_EXCERPT_.
○ ○ ○ ○ ○ ○ ○

Note EU CSRD Requirements for Non-EU Companies
On November 10, 2022, the European Union (EU) Parliament enacted the world’s most comprehensive environmental, social, and governance (ESG) legislation called The Corporate Sustainability Reporting Directive (CSRD). ?
Part of the new CSRD regulations makes the EU’s prior announced ‘Green Deal’ growth strategy of becoming climate neutral by 2050 legally binding.
Notably, U.S. companies, and other non-EU headquartered companies with EU operations, that generate annual revenue of more than $160M (€150M), in the EU will be required to follow sustainability reporting requirements. Moving forward non-EU companies must develop sustainability reports, that include both environmental and social financial and non-financial information in accordance with EU guidelines.
Past voluntary sustainability reporting standards in the EU were self-administered and self-regulated. Looking ahead sustainability reporting, and supporting standards, will be EU law. Leaders must now ensure accurate company sustainability reports and provide third-party certification of reports to comply with new governance requirements.

○ ○ ○ ○ ○ ○ ○

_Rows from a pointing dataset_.
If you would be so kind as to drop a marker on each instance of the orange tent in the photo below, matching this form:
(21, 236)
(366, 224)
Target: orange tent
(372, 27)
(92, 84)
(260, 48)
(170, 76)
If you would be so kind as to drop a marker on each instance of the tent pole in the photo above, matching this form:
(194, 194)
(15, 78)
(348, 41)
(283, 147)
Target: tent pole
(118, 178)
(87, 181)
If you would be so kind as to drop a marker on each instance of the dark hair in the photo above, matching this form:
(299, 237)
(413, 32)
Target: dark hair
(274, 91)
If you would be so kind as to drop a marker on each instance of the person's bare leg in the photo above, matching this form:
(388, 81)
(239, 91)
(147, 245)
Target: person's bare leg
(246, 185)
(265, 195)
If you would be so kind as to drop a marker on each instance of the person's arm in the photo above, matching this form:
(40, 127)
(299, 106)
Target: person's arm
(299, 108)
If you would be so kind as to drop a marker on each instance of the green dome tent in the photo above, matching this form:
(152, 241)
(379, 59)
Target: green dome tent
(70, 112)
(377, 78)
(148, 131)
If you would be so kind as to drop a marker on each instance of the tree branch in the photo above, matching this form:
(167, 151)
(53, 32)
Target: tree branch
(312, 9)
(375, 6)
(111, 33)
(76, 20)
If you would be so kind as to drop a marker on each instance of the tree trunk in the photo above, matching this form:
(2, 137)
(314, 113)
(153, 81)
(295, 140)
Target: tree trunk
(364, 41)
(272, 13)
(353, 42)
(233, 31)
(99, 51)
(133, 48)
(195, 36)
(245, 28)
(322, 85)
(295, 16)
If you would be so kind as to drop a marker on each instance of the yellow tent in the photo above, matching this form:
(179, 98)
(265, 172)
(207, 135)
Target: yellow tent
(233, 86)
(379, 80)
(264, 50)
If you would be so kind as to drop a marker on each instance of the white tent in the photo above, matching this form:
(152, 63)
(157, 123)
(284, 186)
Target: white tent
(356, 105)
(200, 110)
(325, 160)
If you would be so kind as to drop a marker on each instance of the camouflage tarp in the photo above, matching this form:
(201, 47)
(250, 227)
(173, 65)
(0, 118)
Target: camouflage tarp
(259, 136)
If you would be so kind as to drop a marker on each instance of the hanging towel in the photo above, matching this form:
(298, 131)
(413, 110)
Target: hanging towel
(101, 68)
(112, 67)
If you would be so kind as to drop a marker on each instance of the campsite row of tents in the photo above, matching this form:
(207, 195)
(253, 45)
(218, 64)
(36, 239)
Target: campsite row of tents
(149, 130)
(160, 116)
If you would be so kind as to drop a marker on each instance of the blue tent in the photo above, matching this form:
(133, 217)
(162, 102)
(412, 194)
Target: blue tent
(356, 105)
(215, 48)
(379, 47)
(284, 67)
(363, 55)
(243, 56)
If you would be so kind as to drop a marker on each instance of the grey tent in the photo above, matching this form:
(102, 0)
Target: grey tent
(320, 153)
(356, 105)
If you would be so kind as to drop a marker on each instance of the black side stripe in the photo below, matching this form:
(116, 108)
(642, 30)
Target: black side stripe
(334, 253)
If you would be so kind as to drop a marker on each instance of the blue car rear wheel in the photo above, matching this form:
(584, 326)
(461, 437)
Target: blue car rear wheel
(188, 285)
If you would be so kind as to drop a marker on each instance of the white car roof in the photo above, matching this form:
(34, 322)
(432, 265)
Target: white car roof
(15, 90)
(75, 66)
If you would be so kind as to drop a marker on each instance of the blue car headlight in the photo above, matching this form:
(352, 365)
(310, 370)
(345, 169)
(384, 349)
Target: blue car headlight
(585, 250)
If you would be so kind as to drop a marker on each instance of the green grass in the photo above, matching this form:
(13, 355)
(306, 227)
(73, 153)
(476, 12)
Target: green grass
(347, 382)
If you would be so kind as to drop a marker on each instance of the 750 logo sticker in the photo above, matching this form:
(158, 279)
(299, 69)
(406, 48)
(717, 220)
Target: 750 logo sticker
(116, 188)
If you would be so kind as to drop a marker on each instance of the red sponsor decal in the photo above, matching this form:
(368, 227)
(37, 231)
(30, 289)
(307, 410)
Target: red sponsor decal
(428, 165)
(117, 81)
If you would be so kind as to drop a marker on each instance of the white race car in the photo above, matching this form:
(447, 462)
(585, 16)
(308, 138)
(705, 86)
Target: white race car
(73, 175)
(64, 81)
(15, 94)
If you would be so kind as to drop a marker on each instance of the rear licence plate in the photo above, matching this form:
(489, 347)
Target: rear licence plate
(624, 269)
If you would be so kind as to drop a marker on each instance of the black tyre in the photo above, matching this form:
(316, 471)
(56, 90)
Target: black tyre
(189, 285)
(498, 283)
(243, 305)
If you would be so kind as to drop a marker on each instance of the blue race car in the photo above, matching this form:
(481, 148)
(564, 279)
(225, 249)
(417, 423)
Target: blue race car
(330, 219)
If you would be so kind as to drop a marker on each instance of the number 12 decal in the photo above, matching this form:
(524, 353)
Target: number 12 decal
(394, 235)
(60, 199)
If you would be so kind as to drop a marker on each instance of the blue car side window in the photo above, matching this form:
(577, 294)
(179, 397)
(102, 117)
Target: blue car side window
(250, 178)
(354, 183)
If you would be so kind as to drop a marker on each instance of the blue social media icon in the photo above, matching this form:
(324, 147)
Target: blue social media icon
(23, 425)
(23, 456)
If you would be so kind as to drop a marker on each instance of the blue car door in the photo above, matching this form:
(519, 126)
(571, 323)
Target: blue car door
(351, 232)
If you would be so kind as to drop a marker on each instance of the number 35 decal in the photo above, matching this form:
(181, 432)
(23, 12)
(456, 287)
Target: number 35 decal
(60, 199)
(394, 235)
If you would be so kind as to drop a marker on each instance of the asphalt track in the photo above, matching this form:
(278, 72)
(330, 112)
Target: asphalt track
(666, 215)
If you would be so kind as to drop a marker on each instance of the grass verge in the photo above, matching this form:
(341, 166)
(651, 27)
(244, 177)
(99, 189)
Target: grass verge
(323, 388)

○ ○ ○ ○ ○ ○ ○

_WHAT IS ASKED_.
1/ Translate this sentence from the CSRD note into Spanish: "Past voluntary sustainability reporting standards in the EU were self-administered and self-regulated."
2/ According to the CSRD note, why must leaders now ensure accurate company sustainability reports and provide third-party certification of them?
The items play no part in this work.

_RESPONSE LIST_.
1/ Las anteriores normas voluntarias de presentación de informes de sostenibilidad en la UE eran autoadministradas y autorreguladas.

2/ They must do so to comply with new governance requirements. Sustainability reporting and its supporting standards are becoming EU law, replacing the earlier voluntary standards that were self-administered and self-regulated.